Copy out, word for word, the whole forum thread below about finding uses for AI in a company.

> _DOCUMENT EXTRACT_:
--------------------

We got told by ownership to come up with promising uses for AI in our company in 2 weeks. I was curious to hear how y’all are using it in case it gave me any ideas. I have to admit I haven’t used it too much because I find all the lying and hallucinating frustrating.
Allen Iverson retired a long time ago.
I’m a little leery of it too…interested in seeing what others suggest as case uses. I don’t have enough natural intelligence so I can use all the help I can get.
Other than as an accelerator to development and a nice tool to record meetings. That’s where I would say most of the value is, companies continue to try and shove this thing into everything and it almost never makes a better product.
Avalara made it their Support and it was a nightmare to get a human to fix an actual problem.
Copilot is a nice accelerator though specially for teams meetings.
@Evan_Purdy looking into this as well. I dont think Prism is there yet, but that would slick. I have been using the AI help, and that is better than searching the manuals.
We would really like BI and chat capabilities using AI. dare to dream
I have significantly increased coding output using Github Copilot AI VS Code extension, but that will only apply to programmers…
As far as company-wide initiatives, we’ve sort of trained folks on the latest free Copilot features included in 365 business subscriptions, and we have a handful of power users with the full $30/month/user Copilot feature set, but we haven’t put a ton of effort into it.
Outside of the code autocomplete, which has been a gamechanger for me, I haven’t seen a ton of value added yet. Meeting recaps have been great and some people use it for writing emails pretty effectively.
Using it for process documentation, EUPs, etc. is something I’m hoping to try soon though.
That would be nice
I still can’t picture in my mind what Prism (or let’s just call it AI for ERP systems) is truly going to do… Does it become a chatbot where the user types “enter an order for customer A for 5 each of part x” and then it just automates that???
From what I’ve seen, app studio now has a “prismenabled” property on various fields, so it requires some level of enablement from the developer to function, this kind of set up makes sense for something like that.. you put some metadata behind each button you enable like “this button creates a part” and that informs the AI what knobs to tweak to get desired output..

--------------------

> _DATASET CONTENT_:

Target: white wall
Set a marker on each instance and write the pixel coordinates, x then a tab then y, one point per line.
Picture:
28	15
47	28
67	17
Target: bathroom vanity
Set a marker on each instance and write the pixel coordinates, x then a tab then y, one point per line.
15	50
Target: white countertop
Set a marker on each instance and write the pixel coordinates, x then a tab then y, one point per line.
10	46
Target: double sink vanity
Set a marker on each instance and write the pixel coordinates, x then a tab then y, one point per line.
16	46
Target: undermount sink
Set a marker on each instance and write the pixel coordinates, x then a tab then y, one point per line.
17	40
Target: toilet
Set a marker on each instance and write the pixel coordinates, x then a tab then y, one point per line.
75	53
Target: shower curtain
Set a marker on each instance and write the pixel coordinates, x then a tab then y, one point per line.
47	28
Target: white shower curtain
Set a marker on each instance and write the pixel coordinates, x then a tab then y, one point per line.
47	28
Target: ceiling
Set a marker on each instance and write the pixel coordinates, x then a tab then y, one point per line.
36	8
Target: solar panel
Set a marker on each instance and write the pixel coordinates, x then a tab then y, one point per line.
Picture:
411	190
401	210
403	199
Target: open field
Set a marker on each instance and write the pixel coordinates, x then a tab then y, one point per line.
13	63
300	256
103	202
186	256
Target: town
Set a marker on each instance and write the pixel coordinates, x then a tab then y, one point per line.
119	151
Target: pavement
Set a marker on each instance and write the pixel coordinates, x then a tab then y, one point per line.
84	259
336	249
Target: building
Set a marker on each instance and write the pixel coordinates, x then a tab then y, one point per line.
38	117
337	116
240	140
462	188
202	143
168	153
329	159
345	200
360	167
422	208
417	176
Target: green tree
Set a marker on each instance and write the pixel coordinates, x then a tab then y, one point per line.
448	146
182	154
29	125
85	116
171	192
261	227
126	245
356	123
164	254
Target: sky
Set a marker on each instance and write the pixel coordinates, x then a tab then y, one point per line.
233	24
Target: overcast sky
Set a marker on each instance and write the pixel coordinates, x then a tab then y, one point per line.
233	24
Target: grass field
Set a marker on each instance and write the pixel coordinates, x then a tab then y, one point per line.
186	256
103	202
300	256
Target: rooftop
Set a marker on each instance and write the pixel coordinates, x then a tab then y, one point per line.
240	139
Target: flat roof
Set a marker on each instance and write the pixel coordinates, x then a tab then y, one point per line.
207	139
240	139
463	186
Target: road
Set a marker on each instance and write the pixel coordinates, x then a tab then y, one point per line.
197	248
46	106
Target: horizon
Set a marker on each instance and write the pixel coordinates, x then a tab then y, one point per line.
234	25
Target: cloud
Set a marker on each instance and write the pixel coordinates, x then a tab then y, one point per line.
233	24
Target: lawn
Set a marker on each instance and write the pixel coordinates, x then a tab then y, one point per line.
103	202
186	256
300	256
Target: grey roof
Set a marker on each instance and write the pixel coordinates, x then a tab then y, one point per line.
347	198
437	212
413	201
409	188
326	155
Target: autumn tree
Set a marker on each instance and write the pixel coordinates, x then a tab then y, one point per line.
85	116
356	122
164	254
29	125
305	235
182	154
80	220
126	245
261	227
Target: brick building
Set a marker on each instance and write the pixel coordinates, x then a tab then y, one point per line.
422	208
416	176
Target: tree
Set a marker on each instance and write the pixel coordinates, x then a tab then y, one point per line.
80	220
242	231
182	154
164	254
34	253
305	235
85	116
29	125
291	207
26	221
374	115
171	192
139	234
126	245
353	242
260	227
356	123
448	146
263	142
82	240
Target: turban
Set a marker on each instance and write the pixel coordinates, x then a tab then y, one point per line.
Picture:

--------------------

> _TASK RESULT_:
We got told by ownership to come up with promising uses for AI in our company in 2 weeks. I was curious to hear how y’all are using it in case it gave me any ideas. I have to admit I haven’t used it too much because I find all the lying and hallucinating frustrating.
Allen Iverson retired a long time ago.
I’m a little leery of it too…interested in seeing what others suggest as case uses. I don’t have enough natural intelligence so I can use all the help I can get.
Other than as an accelerator to development and a nice tool to record meetings. That’s where I would say most of the value is, companies continue to try and shove this thing into everything and it almost never makes a better product.
Avalara made it their Support and it was a nightmare to get a human to fix an actual problem.
Copilot is a nice accelerator though specially for teams meetings.
@Evan_Purdy looking into this as well. I dont think Prism is there yet, but that would slick. I have been using the AI help, and that is better than searching the manuals.
We would really like BI and chat capabilities using AI. dare to dream
I have significantly increased coding output using Github Copilot AI VS Code extension, but that will only apply to programmers…
As far as company-wide initiatives, we’ve sort of trained folks on the latest free Copilot features included in 365 business subscriptions, and we have a handful of power users with the full $30/month/user Copilot feature set, but we haven’t put a ton of effort into it.
Outside of the code autocomplete, which has been a gamechanger for me, I haven’t seen a ton of value added yet. Meeting recaps have been great and some people use it for writing emails pretty effectively.
Using it for process documentation, EUPs, etc. is something I’m hoping to try soon though.
That would be nice
I still can’t picture in my mind what Prism (or let’s just call it AI for ERP systems) is truly going to do… Does it become a chatbot where the user types “enter an order for customer A for 5 each of part x” and then it just automates that???
From what I’ve seen, app studio now has a “prismenabled” property on various fields, so it requires some level of enablement from the developer to function, this kind of set up makes sense for something like that.. you put some metadata behind each button you enable like “this button creates a part” and that informs the AI what knobs to tweak to get desired output..